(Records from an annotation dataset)

╔══

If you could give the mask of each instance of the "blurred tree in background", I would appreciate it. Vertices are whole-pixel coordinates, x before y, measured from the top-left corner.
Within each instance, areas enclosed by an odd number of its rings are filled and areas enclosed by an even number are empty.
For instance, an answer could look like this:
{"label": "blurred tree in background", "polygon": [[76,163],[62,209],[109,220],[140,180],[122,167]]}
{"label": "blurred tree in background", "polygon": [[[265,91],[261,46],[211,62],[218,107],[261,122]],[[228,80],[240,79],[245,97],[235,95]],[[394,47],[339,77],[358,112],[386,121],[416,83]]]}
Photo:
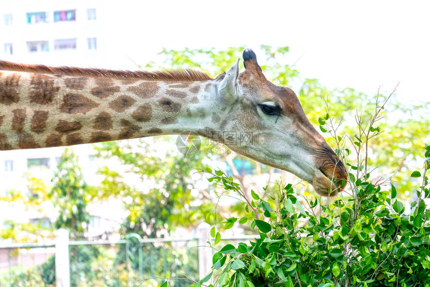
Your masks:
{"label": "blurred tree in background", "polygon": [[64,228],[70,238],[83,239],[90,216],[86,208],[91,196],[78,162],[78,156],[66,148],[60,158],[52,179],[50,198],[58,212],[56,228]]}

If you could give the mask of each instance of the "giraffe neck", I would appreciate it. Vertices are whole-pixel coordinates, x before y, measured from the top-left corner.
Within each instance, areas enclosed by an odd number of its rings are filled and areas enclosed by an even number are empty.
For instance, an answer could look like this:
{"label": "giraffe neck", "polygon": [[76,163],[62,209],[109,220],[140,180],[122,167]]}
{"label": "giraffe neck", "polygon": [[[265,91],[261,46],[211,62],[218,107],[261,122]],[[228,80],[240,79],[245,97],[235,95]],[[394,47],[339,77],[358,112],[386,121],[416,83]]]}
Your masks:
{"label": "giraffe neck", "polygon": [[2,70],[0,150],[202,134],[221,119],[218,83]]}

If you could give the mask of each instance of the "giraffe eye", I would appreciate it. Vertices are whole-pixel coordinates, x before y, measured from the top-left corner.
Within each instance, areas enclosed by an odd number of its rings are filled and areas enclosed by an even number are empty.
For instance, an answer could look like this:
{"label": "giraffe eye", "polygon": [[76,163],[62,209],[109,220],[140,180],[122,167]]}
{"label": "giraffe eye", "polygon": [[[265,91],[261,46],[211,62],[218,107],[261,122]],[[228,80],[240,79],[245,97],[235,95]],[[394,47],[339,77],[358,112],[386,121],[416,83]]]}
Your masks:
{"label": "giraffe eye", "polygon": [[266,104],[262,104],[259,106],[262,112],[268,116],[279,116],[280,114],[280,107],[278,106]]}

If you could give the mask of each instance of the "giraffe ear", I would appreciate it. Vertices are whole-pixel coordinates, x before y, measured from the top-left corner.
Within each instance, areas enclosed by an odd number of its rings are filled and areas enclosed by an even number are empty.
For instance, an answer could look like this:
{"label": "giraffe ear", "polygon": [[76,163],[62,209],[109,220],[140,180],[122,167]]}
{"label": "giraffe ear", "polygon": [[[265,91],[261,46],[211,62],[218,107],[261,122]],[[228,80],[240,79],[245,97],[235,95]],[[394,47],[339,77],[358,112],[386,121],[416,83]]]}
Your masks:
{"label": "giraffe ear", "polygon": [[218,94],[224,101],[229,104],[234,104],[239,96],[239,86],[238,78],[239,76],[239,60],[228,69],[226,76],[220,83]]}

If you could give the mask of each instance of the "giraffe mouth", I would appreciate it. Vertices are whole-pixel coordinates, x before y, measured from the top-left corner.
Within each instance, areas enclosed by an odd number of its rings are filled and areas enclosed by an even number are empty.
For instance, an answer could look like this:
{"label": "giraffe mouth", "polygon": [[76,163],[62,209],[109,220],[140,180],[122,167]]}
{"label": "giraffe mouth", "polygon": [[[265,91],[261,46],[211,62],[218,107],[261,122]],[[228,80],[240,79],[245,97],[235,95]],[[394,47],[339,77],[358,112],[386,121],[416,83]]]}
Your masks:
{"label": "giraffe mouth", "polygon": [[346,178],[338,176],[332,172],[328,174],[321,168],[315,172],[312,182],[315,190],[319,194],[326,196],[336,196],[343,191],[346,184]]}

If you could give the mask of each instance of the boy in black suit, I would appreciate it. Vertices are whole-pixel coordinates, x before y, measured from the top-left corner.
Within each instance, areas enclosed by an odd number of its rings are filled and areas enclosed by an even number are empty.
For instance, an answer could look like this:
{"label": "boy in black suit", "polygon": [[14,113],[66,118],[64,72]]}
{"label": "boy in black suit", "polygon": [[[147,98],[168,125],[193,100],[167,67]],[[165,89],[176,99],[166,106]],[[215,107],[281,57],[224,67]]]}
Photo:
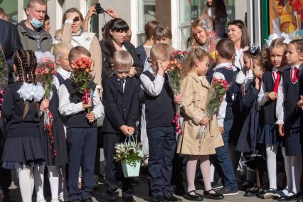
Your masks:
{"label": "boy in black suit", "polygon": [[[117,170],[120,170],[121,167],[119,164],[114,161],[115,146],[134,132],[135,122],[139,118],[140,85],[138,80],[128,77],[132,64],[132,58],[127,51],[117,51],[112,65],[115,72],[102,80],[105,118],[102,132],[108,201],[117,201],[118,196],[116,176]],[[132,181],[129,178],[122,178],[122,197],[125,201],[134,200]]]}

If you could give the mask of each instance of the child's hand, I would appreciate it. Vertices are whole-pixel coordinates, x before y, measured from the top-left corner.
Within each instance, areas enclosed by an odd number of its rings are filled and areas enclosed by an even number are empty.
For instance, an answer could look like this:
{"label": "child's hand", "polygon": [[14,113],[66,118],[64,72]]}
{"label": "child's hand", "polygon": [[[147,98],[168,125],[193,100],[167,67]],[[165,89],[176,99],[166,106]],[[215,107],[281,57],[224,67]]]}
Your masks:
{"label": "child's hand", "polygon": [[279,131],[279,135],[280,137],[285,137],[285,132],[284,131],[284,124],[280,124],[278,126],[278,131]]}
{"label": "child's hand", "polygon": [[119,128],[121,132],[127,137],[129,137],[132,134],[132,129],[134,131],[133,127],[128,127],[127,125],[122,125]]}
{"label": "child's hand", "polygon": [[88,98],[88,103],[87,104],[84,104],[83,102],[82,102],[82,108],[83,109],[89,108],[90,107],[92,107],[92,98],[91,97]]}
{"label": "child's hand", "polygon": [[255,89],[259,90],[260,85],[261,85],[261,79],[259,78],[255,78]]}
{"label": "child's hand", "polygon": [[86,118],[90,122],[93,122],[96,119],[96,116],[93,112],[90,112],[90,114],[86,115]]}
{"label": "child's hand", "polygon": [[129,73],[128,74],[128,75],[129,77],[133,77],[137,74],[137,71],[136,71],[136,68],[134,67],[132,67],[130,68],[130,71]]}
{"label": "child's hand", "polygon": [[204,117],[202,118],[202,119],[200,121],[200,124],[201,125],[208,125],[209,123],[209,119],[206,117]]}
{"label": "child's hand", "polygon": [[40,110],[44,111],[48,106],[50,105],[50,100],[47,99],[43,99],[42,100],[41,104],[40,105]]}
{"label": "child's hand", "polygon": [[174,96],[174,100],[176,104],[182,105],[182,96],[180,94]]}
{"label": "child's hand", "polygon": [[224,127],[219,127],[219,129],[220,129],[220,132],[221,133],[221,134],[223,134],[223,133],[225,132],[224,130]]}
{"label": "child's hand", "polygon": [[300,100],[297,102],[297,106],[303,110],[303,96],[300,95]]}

╚══

- EXERCISE
Would you quote, exactly and only, the lines from the one containing "of the child's" to the end of the entries?

- RESPONSE FOR THIS EXERCISE
If you could give the mask of each instance of the child's hand, I would appreciate it. Vertices are whole-pixel coordinates, x before y, measured from the top-left corner.
Within each instance, areas enclosed by an odd number of its rings are filled and areas enclosed by an even number are empty.
For instance, an answer could look like this:
{"label": "child's hand", "polygon": [[14,113],[66,118],[64,72]]}
{"label": "child's hand", "polygon": [[[147,98],[168,125],[193,100],[167,67]],[[165,89],[176,99],[166,106]],[[215,107],[281,57],[224,67]]]}
Your masks:
{"label": "child's hand", "polygon": [[279,131],[279,135],[280,137],[285,137],[285,132],[284,131],[284,124],[280,124],[278,126],[278,131]]}
{"label": "child's hand", "polygon": [[119,128],[121,132],[127,137],[129,137],[132,134],[132,129],[134,131],[133,127],[128,127],[127,125],[122,125]]}
{"label": "child's hand", "polygon": [[88,98],[88,103],[87,104],[84,104],[83,102],[82,102],[82,108],[83,109],[89,108],[90,107],[92,107],[92,98],[91,97]]}
{"label": "child's hand", "polygon": [[255,89],[259,90],[260,85],[261,85],[261,79],[259,78],[255,78]]}
{"label": "child's hand", "polygon": [[86,118],[90,122],[93,122],[96,119],[96,116],[93,112],[90,112],[90,114],[86,115]]}
{"label": "child's hand", "polygon": [[129,73],[128,74],[128,75],[129,77],[133,77],[137,74],[137,71],[136,71],[136,68],[134,67],[132,67],[130,68],[130,71]]}
{"label": "child's hand", "polygon": [[204,117],[202,118],[202,119],[200,121],[200,124],[201,125],[208,125],[209,123],[209,119],[206,117]]}
{"label": "child's hand", "polygon": [[40,110],[44,111],[48,106],[50,105],[50,100],[47,99],[43,99],[42,100],[41,104],[40,105]]}
{"label": "child's hand", "polygon": [[174,96],[174,100],[176,104],[182,105],[182,96],[180,94]]}
{"label": "child's hand", "polygon": [[224,127],[219,127],[219,129],[220,129],[220,132],[221,133],[221,134],[223,134],[223,133],[225,132],[224,130]]}
{"label": "child's hand", "polygon": [[300,100],[297,102],[297,106],[303,110],[303,96],[300,95]]}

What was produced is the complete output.